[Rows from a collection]
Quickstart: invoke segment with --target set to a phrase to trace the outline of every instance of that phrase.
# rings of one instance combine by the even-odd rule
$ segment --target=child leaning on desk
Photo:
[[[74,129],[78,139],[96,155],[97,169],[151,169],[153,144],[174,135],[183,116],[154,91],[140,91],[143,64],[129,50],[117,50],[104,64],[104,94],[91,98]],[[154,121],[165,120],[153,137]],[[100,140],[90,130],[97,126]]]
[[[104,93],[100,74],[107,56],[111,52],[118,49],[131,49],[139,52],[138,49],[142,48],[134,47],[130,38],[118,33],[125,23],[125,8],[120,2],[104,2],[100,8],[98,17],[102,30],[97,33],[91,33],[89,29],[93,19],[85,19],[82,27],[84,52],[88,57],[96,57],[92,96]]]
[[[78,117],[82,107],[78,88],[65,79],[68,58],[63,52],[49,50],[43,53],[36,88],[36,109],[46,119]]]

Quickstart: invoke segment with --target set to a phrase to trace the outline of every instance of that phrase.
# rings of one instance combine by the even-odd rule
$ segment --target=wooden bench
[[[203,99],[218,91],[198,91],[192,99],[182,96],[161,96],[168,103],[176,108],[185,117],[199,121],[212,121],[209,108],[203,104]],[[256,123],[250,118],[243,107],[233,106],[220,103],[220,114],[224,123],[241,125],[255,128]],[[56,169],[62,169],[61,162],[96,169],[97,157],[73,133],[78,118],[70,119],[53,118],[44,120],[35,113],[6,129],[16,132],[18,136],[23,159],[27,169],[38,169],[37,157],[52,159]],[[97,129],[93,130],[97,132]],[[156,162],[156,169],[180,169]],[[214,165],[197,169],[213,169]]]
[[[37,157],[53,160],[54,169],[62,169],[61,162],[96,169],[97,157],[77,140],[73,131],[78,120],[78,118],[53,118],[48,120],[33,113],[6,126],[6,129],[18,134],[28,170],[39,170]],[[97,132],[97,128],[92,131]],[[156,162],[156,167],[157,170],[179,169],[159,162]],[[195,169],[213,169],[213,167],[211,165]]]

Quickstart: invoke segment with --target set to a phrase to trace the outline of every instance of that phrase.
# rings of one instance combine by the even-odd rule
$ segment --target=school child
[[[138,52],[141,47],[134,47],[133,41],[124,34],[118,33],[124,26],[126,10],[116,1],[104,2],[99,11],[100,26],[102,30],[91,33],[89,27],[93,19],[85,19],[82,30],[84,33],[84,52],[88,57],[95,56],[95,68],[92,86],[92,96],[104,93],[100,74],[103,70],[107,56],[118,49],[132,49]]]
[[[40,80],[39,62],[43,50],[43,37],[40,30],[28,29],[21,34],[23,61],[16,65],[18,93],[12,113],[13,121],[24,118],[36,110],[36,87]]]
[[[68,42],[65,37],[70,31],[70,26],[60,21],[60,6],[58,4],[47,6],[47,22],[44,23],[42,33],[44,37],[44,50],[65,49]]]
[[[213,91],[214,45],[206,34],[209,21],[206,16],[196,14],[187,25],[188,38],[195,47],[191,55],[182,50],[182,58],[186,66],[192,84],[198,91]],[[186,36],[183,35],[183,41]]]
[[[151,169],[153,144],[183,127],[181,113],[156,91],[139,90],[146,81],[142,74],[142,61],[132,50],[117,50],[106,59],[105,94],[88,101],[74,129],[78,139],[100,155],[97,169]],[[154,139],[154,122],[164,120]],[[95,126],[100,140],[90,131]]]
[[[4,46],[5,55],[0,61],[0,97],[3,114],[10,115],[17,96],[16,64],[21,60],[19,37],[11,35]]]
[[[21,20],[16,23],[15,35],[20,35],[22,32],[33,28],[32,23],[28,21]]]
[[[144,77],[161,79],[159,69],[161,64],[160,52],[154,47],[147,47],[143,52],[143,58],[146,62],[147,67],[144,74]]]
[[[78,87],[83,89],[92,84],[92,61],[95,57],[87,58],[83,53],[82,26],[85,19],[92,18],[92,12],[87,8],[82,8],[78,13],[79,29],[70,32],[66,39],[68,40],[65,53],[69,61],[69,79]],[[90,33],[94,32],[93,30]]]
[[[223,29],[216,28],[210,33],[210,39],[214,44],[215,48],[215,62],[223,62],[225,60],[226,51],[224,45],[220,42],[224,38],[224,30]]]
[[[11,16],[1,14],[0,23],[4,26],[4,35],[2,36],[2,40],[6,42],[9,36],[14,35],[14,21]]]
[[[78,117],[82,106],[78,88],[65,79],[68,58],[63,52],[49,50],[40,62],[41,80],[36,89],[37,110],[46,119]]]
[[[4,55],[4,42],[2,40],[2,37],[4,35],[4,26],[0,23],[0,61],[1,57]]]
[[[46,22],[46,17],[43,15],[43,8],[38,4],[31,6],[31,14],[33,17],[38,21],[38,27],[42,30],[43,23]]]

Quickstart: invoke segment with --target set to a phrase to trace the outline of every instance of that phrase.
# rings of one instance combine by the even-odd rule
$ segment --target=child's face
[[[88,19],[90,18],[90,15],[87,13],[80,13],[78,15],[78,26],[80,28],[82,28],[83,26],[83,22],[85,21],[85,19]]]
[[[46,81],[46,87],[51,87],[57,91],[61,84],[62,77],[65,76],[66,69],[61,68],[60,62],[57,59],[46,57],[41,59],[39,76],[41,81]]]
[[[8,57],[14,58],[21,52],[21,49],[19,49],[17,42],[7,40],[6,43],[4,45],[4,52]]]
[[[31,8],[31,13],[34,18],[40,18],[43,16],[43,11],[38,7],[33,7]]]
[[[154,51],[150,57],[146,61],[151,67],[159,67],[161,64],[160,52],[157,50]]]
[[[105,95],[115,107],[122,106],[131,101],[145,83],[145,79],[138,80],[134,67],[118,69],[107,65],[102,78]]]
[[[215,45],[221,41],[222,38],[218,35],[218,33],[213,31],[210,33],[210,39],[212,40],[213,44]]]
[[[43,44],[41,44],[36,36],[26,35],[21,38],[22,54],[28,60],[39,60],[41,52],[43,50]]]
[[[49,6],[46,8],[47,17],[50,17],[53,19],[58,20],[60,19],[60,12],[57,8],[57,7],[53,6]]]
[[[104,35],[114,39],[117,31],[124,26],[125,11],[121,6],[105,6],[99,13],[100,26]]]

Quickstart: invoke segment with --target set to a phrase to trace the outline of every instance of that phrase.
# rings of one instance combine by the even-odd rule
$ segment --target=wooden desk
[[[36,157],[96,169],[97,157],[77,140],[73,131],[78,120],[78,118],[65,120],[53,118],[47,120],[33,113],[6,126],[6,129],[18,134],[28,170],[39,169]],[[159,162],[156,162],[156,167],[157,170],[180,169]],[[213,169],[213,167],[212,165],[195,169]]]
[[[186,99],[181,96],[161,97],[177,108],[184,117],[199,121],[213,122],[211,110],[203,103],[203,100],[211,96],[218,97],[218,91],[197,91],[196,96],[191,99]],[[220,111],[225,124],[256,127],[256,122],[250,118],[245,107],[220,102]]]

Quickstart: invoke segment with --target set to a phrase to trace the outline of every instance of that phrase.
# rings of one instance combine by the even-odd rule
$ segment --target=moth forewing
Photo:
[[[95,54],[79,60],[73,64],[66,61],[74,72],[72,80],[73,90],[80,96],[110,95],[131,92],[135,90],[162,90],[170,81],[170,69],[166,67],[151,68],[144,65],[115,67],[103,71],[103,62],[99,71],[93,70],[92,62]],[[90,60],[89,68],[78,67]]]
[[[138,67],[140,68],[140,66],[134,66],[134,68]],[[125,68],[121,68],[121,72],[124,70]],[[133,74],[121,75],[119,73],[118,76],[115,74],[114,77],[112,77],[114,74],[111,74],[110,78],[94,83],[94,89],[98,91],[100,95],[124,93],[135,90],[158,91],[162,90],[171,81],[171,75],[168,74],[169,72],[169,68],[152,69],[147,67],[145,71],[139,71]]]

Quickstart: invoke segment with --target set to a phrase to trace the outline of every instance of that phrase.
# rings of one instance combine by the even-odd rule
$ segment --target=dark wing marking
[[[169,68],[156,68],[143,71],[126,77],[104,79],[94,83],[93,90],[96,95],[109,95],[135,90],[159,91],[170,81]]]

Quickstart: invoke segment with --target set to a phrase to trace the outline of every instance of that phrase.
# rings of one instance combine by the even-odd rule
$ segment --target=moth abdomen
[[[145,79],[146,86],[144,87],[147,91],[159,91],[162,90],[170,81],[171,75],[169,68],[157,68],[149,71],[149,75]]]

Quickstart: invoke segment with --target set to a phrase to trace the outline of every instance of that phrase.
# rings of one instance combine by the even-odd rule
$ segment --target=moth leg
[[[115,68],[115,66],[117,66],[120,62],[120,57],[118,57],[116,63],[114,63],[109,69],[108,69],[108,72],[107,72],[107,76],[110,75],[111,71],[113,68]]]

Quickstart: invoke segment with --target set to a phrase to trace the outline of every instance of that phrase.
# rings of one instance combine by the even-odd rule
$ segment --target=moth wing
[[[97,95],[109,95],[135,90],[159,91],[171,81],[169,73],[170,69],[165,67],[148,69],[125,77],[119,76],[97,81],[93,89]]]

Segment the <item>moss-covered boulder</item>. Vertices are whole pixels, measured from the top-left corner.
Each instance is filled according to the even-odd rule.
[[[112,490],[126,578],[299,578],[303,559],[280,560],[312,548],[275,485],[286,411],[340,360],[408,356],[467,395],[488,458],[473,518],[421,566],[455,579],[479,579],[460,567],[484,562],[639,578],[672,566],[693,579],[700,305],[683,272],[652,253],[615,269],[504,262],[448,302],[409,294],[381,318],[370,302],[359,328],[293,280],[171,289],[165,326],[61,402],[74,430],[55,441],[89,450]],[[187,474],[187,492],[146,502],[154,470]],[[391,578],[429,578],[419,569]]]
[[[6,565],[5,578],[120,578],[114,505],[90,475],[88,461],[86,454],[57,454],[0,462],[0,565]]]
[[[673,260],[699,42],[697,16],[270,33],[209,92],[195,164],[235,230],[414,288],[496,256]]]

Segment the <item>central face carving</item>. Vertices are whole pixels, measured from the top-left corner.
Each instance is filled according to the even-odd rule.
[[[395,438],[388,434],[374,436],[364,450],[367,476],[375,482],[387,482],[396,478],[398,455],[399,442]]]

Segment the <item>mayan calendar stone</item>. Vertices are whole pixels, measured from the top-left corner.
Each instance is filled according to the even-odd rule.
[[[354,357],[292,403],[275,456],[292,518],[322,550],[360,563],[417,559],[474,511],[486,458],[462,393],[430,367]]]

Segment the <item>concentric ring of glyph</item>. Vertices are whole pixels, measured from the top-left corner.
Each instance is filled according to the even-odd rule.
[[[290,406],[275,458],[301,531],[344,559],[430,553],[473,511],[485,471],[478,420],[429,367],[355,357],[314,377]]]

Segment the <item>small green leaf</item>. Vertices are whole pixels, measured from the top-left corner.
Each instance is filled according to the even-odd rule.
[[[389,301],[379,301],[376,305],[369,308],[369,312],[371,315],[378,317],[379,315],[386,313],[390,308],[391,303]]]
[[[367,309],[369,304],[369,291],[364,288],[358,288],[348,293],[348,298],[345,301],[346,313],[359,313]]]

→ What is being asked:
Swap "green" for "yellow" in the lines starting with the one that contains "Segment the <item>small" and running through the end of the rows, and write those lines out again with nothing else changed.

→ Solution below:
Segment the <item>small yellow leaf</item>. Vertices are whole pixels, measured from the top-left corner.
Each instance is filled according to the even-odd rule.
[[[389,301],[379,301],[376,305],[369,308],[369,312],[371,315],[378,317],[379,315],[386,313],[390,308],[391,303]]]
[[[367,309],[369,304],[369,291],[364,288],[358,288],[348,293],[348,298],[345,301],[346,313],[359,313]]]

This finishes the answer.